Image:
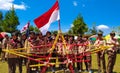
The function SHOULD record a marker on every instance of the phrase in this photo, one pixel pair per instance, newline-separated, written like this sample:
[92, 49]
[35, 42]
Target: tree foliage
[79, 26]
[93, 30]
[11, 21]
[1, 21]
[33, 28]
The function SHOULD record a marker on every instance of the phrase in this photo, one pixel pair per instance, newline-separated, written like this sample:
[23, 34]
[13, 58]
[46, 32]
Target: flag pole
[59, 27]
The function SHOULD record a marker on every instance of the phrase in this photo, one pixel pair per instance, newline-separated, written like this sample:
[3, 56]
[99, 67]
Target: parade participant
[71, 49]
[61, 52]
[13, 60]
[111, 52]
[29, 44]
[1, 47]
[101, 54]
[80, 42]
[23, 39]
[88, 55]
[4, 46]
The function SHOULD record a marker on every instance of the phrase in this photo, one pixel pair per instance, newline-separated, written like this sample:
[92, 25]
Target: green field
[4, 68]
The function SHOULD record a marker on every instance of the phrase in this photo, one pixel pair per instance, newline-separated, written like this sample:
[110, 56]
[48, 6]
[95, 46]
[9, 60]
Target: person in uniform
[80, 42]
[87, 56]
[111, 52]
[101, 54]
[23, 39]
[12, 59]
[4, 46]
[29, 45]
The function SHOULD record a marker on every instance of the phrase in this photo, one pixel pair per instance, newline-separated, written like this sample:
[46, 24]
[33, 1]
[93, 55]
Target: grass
[4, 67]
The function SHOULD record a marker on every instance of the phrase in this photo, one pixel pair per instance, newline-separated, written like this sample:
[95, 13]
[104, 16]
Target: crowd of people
[39, 45]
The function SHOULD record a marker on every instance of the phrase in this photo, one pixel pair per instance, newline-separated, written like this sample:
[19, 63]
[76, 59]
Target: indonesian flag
[43, 22]
[25, 27]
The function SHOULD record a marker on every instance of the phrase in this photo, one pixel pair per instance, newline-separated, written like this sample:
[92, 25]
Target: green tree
[54, 32]
[79, 26]
[1, 21]
[93, 31]
[11, 21]
[33, 28]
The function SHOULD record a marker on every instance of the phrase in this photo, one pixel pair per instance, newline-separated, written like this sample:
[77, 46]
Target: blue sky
[104, 13]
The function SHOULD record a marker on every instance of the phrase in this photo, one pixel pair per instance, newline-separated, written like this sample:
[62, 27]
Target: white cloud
[7, 4]
[71, 25]
[102, 27]
[75, 3]
[83, 5]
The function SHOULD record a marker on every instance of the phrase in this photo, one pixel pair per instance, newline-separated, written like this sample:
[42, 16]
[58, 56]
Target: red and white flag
[43, 22]
[25, 27]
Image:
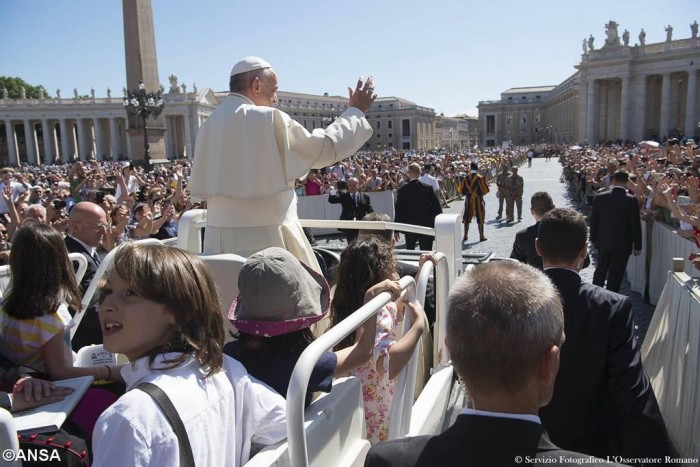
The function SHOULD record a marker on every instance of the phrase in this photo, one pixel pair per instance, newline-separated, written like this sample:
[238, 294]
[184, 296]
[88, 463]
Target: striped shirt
[21, 339]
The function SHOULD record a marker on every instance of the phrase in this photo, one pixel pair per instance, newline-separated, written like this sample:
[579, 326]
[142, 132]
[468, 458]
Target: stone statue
[611, 33]
[173, 84]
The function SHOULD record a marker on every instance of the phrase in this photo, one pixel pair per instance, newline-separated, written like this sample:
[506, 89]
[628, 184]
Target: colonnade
[655, 105]
[48, 140]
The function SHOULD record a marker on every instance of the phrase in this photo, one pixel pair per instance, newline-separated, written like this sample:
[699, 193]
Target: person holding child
[280, 299]
[365, 262]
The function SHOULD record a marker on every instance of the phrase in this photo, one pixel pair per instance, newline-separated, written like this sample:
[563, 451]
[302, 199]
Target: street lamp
[146, 105]
[327, 120]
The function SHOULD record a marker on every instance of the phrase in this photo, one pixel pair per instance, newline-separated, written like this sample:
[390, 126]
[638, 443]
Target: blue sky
[446, 54]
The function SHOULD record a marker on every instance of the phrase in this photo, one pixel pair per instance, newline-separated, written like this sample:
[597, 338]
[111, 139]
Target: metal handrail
[299, 382]
[367, 225]
[402, 403]
[442, 290]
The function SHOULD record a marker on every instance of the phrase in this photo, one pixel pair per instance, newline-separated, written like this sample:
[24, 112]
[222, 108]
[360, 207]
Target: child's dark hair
[364, 263]
[42, 274]
[269, 347]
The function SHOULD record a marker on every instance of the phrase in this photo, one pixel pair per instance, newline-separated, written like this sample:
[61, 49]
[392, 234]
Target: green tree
[14, 86]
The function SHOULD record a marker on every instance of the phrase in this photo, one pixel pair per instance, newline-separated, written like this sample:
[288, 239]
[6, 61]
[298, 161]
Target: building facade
[51, 130]
[621, 92]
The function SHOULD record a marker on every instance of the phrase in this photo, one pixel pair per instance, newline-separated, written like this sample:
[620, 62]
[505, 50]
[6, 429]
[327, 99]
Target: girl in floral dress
[363, 264]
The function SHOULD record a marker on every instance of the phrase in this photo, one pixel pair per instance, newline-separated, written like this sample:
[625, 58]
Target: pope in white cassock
[248, 155]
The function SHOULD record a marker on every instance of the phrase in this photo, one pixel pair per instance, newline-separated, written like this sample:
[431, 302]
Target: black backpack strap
[163, 401]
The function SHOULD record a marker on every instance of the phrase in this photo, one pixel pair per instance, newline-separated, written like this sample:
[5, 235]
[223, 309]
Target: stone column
[30, 141]
[11, 141]
[625, 109]
[665, 123]
[47, 131]
[189, 147]
[640, 109]
[591, 116]
[83, 149]
[114, 146]
[66, 137]
[582, 115]
[691, 99]
[99, 141]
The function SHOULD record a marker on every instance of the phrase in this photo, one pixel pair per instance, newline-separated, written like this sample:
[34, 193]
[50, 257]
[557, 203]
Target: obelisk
[142, 65]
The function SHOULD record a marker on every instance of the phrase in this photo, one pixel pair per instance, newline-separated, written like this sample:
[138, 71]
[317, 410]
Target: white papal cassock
[246, 160]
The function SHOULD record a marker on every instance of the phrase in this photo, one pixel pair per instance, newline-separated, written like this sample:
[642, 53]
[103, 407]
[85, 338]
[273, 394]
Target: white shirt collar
[88, 248]
[248, 101]
[134, 372]
[515, 416]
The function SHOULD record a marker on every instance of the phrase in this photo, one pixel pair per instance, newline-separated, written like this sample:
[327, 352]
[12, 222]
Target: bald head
[87, 222]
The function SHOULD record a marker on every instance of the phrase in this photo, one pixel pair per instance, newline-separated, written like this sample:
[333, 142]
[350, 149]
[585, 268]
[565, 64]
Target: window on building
[490, 124]
[405, 127]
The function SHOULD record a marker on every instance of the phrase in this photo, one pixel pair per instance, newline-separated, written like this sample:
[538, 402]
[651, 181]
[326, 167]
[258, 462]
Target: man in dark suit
[616, 231]
[505, 347]
[524, 245]
[603, 403]
[354, 203]
[87, 224]
[417, 204]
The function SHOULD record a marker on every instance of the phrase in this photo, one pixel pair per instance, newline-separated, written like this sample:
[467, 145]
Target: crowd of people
[159, 306]
[662, 178]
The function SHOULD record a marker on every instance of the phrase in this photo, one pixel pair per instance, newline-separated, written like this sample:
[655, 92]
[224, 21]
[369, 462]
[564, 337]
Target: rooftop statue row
[612, 38]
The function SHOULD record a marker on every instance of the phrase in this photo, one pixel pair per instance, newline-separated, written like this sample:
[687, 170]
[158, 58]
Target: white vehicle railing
[402, 404]
[447, 233]
[299, 382]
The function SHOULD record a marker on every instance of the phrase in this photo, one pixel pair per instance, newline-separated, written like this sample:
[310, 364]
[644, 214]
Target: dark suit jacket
[417, 204]
[473, 441]
[603, 403]
[89, 331]
[524, 248]
[350, 209]
[615, 224]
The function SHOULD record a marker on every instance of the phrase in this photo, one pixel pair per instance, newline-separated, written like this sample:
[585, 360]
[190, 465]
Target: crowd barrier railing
[660, 244]
[671, 357]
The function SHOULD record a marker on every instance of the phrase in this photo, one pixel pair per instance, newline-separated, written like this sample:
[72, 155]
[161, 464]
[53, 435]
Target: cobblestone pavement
[542, 176]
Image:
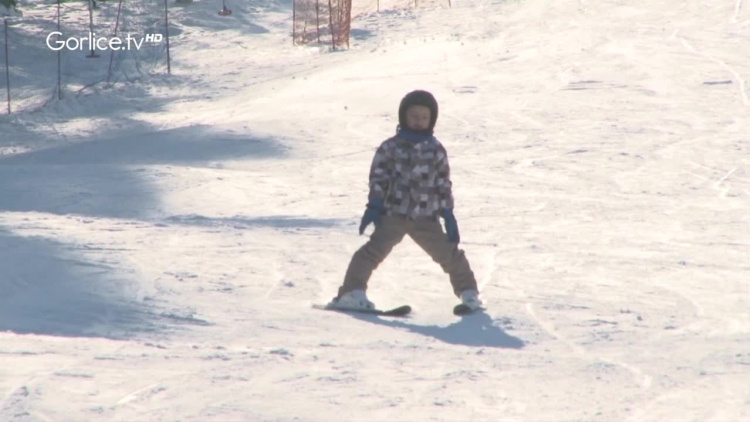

================================

» **Task instructions**: Collect every line of the items above that contains the word "person", and copy each of those lines unchanged.

» **Written response**:
Target: person in uniform
Target: person holding child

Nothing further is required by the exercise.